Written request –
Return every line of the records below verbatim, omitting the pictures.

Material –
-- START --

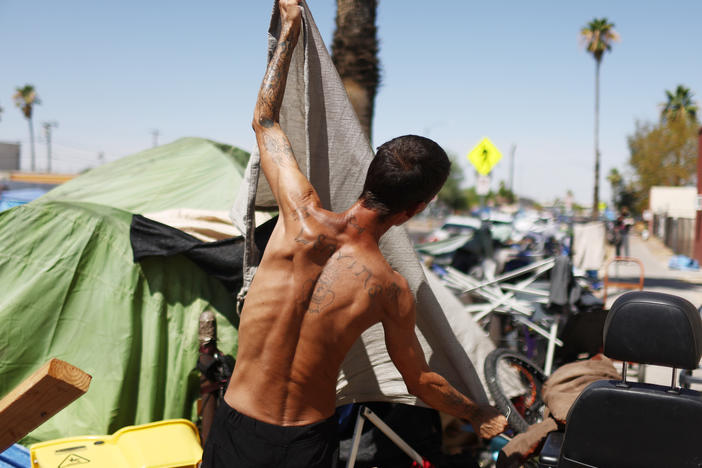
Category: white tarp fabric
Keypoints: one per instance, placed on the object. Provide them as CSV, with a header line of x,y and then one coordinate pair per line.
x,y
334,153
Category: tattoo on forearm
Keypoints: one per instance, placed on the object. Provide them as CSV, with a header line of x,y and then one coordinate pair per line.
x,y
279,149
322,245
318,294
270,96
300,239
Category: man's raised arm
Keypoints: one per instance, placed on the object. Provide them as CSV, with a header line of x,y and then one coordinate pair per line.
x,y
290,187
421,381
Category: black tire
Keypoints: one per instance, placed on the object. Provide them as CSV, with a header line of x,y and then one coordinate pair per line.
x,y
532,377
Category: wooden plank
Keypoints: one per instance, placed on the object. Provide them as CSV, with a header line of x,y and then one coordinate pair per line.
x,y
40,396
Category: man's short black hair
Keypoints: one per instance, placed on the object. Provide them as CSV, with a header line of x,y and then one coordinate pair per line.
x,y
406,171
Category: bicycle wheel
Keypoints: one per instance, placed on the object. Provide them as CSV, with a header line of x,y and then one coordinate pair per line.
x,y
522,410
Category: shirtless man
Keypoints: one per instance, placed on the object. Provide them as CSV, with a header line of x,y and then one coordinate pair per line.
x,y
321,282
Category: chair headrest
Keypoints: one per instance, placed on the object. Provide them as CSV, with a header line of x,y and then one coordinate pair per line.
x,y
654,328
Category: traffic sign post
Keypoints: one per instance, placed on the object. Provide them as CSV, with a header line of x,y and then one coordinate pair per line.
x,y
484,157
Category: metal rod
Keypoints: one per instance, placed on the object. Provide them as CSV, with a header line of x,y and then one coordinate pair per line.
x,y
551,348
672,382
514,273
392,435
357,432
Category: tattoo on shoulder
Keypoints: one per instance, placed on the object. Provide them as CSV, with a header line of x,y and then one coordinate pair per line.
x,y
279,149
300,213
393,290
318,294
325,246
300,238
375,290
354,222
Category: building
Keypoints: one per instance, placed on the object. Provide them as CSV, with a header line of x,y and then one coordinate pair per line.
x,y
9,156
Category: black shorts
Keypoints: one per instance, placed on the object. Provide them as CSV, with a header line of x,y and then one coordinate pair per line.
x,y
239,441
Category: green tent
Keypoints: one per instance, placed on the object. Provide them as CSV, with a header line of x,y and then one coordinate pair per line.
x,y
72,291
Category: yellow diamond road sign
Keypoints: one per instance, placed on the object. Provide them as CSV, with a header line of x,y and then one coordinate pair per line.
x,y
484,156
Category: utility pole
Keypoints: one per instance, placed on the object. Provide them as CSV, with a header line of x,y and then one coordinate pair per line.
x,y
47,134
697,249
511,167
155,134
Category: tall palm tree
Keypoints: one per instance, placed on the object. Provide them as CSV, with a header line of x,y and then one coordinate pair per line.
x,y
679,104
598,37
355,54
26,98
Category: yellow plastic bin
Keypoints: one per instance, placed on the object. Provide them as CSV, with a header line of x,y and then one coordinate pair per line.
x,y
170,443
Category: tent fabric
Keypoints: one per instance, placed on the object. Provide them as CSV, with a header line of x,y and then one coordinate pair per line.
x,y
333,152
188,173
72,291
10,198
220,259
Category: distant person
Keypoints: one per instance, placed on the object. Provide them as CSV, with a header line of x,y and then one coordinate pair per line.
x,y
621,239
321,282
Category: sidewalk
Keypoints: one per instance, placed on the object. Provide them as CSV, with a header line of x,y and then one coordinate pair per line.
x,y
654,256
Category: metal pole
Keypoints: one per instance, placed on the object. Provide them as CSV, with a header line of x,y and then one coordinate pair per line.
x,y
511,168
47,133
357,432
698,215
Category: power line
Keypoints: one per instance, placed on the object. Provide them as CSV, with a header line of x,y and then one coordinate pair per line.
x,y
47,133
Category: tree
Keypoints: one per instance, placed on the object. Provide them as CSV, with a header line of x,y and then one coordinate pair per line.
x,y
26,98
663,154
355,55
679,105
451,193
624,194
598,36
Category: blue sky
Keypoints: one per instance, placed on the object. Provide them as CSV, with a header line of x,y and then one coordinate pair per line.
x,y
456,71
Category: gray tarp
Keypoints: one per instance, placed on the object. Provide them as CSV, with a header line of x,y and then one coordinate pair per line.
x,y
334,153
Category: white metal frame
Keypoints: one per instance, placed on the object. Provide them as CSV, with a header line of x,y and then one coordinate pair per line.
x,y
365,413
500,297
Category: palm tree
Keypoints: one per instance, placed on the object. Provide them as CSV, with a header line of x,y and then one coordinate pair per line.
x,y
598,37
680,104
26,98
355,54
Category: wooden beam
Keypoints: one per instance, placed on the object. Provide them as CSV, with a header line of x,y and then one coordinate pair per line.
x,y
41,178
39,397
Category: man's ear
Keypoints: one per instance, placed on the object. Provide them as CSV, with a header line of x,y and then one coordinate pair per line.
x,y
418,208
410,212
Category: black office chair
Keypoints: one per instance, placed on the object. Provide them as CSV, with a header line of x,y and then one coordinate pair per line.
x,y
623,424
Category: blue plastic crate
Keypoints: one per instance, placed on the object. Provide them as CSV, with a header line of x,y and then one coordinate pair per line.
x,y
16,456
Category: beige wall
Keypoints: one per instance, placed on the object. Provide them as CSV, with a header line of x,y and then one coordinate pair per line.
x,y
676,202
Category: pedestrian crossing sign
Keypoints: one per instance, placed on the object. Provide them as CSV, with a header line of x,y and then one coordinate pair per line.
x,y
484,156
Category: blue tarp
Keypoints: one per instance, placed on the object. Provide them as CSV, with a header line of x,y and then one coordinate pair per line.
x,y
12,198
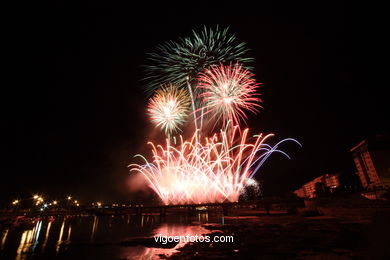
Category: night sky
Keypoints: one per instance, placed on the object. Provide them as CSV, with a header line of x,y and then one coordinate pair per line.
x,y
76,112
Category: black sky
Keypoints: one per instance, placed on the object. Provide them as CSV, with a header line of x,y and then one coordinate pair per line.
x,y
76,112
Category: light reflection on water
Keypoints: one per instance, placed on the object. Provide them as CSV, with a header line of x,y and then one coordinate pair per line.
x,y
93,237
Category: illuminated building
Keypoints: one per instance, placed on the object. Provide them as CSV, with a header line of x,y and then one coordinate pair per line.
x,y
372,160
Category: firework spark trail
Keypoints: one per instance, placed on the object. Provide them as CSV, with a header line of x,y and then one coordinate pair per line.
x,y
209,172
179,61
226,92
169,107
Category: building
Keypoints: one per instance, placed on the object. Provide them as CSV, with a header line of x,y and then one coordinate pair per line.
x,y
308,190
372,160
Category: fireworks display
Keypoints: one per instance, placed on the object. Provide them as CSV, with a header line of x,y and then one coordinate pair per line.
x,y
169,107
215,170
207,77
178,61
227,91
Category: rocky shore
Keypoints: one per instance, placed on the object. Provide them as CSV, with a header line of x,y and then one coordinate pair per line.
x,y
297,237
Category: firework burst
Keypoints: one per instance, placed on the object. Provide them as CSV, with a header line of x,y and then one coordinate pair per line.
x,y
227,92
216,170
178,61
169,107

-- END --

Answer to the problem –
Category: white tarp fabric
Keypoints: one per instance, placed on the object. Provide them as CSV, with a header line of x,y and then one coordinate pair per line.
x,y
334,153
Category: tattoo on forearm
Keypoints: one per instance, placed on the object. Provide them as CSV, with a header line of x,y and then one coordinate pair per line.
x,y
279,149
322,245
318,294
270,96
300,239
Category: man's raised arm
Keypoints: one per instance, placed on the object. Provide them as CSV, with a header line of x,y and then one coordinate pair per line.
x,y
290,187
421,381
Category: black tire
Keypoints: one per instance, placed on the object. Provide them as CSV, with a header line of x,y and then one coordinate pair per line.
x,y
532,377
Category: wooden plank
Keypoints: one per instance, placed on the object. Provide them as CSV, with a header line of x,y and then one coordinate pair per line.
x,y
40,396
Category: man's short black hair
Keypoints: one per instance, placed on the object. Provide them as CSV, with a header line of x,y and then one coordinate pair per line.
x,y
406,171
Category: bicycle wheel
Keypoints: one per instance, placed on the object. Provide them as CSV, with a header line of x,y and then one coordinate pair per line.
x,y
522,410
Category: shirtless man
Keypoints: one per instance, placed on the object. Provide them as CSV, with a header line of x,y and then one coordinate pair per line.
x,y
321,282
Category: chair headrest
Keypoints: one per instance, placed on the object. Provide them as CSV, with a header line of x,y and then one coordinate pair per line.
x,y
654,328
Category: traffic sign post
Keypoints: one per instance, placed on the object. Provide them as CSV, with a header line of x,y and then one coordinate pair per line.
x,y
484,157
Category: metal rod
Keypoints: one per instance, placed on the object. Provide them as CSV, with a header line of x,y and then one coordinate pair per line.
x,y
551,348
672,382
514,273
392,435
357,432
Category: tattoo on shoulder
Keypoints: one per instance, placed on the object. Provide them as CSV, with a header line of x,y and then one coordinate pair per line.
x,y
279,149
300,213
393,290
318,294
325,246
300,238
375,290
354,222
Category: building
Keypoints: one per instance, placed on the object. Provide them as CSV, with a header line of x,y and then one coordinate pair per line.
x,y
9,156
Category: black shorts
Keypoints: one per instance, placed on the object. Provide them as CSV, with a header line of x,y and then one coordinate pair per line.
x,y
239,441
Category: green tent
Keypoints: one per instance, placed on the object. Provide them as CSV, with a header line of x,y and then one coordinate pair per line.
x,y
72,291
Category: yellow diamond road sign
Keypoints: one per instance, placed on the object. Provide them as CSV, with a header line of x,y and then one coordinate pair per line.
x,y
484,156
Category: utility pole
Keypoints: one per instance, placed on the object. Provide them as CSV, with a header line of x,y and then one coordinate pair per line.
x,y
47,134
697,249
511,167
155,134
Category: tall palm tree
Keypoints: one per instance, placed on the object. Provide them as CSV, with a header line of x,y and then one coordinate pair per line.
x,y
679,104
598,37
355,54
26,98
Category: yellow plastic bin
Keypoints: one per instance, placed on the object. Provide them as CSV, with a header line of x,y and then one coordinate pair per line.
x,y
170,443
Category: tent fabric
Keypoints: one per instance, placed on the object. Provide them as CSV, with a header line of x,y and then one coordinate pair per line.
x,y
333,152
188,173
72,291
10,198
220,259
Category: distant person
Keypoints: one per instance, placed on the object. Provide them as CSV, with a header line of x,y and then one coordinate pair per line.
x,y
621,239
321,282
Category: sidewalk
Keypoints: one per instance, placed on the object. Provide them as CSV, with a header line of x,y and then one coordinate pair per line.
x,y
654,256
Category: metal pole
Keypoints: one per instance, placed on the object. Provide them as CSV, with a header line of x,y and then one coordinate pair per line.
x,y
511,168
47,133
357,432
698,215
Category: power line
Keypoints: one per instance, placed on the object. Provide them as CSV, with a header line of x,y and then one coordinate pair per line.
x,y
47,133
Category: tree
Keypoints: one per instance, placed on the object. Provide them as CSV, with a header line of x,y and then one coordinate pair per line.
x,y
26,98
663,154
355,55
679,105
451,193
624,194
598,36
Category: blue sky
Keypoints: one per instance, placed on the object. Provide them as CSV, with a header line of x,y and then one coordinate pair per line.
x,y
456,71
Category: gray tarp
Keypoints: one per instance, placed on the object. Provide them as CSV, with a header line of x,y and then one coordinate pair per line.
x,y
334,153
Category: white metal frame
Keypoints: one per instance, placed on the object. Provide them as CSV, with a header line of x,y and then one coordinate pair per line.
x,y
365,413
500,297
Category: palm tree
Keypoints: one per instance, placed on the object. Provide them as CSV, with a header line of x,y and then one coordinate pair per line.
x,y
598,37
680,104
26,98
355,54
Category: wooden beam
Keypoints: one per instance, placed on the object. Provide them as CSV, with a header line of x,y and then one coordinate pair per line.
x,y
41,178
39,397
Category: man's ear
Keypoints: one per instance, placed on the object. Provide them as CSV, with a header line of x,y and then one coordinate pair per line.
x,y
418,208
410,212
Category: black office chair
Keypoints: one per instance, placed on the object. Provide them as CSV, with a header line of x,y and then one coordinate pair per line.
x,y
623,424
Category: blue plastic crate
Keypoints: one per instance, placed on the object. Provide them as CSV, with a header line of x,y and then one coordinate pair per line.
x,y
16,456
Category: beige wall
Keypoints: one per instance, placed on the object. Provide them as CSV, with a header line of x,y and then one coordinate pair per line.
x,y
676,202
Category: pedestrian crossing sign
Keypoints: one per instance, placed on the object. Provide them as CSV, with a header line of x,y and then one coordinate pair per line.
x,y
484,156
Category: blue tarp
Keypoints: one per instance, placed on the object. Provide them as CSV, with a header line of x,y and then one coordinate pair per line.
x,y
12,198
Category: night sky
Keypoints: one per instance, placed on the object. Provide them as CSV, with a header line of x,y and then one coordinate pair per line.
x,y
76,112
Category: black sky
Keypoints: one per instance, placed on the object. Provide them as CSV, with a header line of x,y and then one coordinate pair per line.
x,y
76,112
Category: light reflection on water
Keypoints: one per instance, placed on the object. Provide them as CSV, with a header line of x,y and then one coordinate pair per line.
x,y
93,237
Category: illuminated building
Keypoints: one per instance, placed on the object. Provide them as CSV, with a header line of x,y and then one coordinate pair per line.
x,y
372,160
Category: firework spark trail
Keypoints: one per instance, placed on the object. Provide them as CSV, with a header line of x,y and then one coordinate pair per line.
x,y
209,172
179,61
226,92
169,107
Category: building
Keypoints: one per instance, placed on the object. Provide them as CSV, with a header line of x,y and then one coordinate pair per line.
x,y
308,190
372,160
Category: fireworks display
Keypoints: one per instance, placed on the object. Provide them as CSV, with a header line of x,y and then one coordinate pair per line.
x,y
169,107
215,170
207,77
178,61
227,91
Category: rocky shore
Keypoints: one per instance, placed on the object. Provide them as CSV, with a header line of x,y and then one coordinate pair per line.
x,y
297,237
Category: firework burst
Keypoints: one per instance, placed on the object. Provide them as CSV, with a header line of x,y and then one coordinate pair per line.
x,y
227,92
216,170
178,61
169,107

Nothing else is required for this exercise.